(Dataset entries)

-----

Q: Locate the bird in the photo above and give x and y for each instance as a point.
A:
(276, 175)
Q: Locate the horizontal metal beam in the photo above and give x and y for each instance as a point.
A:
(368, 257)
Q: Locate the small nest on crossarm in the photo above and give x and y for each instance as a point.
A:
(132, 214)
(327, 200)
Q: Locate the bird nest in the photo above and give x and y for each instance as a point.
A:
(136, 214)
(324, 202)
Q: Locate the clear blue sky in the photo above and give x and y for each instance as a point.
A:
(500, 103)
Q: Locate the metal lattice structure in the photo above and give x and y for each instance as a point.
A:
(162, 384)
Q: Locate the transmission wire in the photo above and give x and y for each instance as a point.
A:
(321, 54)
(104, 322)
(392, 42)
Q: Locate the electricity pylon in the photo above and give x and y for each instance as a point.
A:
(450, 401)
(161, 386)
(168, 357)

-----

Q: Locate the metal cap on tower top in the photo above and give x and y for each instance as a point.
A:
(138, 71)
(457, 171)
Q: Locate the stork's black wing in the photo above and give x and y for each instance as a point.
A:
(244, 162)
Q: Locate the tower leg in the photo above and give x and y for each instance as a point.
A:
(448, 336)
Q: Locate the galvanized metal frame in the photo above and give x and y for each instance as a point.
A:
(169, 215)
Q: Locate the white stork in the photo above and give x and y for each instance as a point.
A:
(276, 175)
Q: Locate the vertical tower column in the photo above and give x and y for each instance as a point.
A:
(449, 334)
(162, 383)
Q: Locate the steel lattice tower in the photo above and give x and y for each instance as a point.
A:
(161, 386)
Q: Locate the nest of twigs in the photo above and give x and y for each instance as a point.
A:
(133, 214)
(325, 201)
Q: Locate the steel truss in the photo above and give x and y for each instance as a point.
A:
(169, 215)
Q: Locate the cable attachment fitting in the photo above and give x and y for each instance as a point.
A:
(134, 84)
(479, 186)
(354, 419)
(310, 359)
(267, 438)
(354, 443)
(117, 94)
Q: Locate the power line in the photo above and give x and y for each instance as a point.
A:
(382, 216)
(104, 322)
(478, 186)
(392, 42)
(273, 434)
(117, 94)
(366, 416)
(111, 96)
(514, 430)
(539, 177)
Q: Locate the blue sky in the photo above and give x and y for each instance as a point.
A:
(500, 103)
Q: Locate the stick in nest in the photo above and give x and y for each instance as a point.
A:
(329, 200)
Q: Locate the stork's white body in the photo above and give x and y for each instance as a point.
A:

-----

TASK:
Search the entries above for lines containing the word "stork", and copy each one.

SOLUTION TO THIS TASK:
Q: Locate the stork's black wing in the photo above and give x and y for each instance as a point.
Q: Locate the white stork in the photo above and give x and y for each instance as a point.
Q: Locate the stork's white body in the photo above and give x and y for each instance as a point.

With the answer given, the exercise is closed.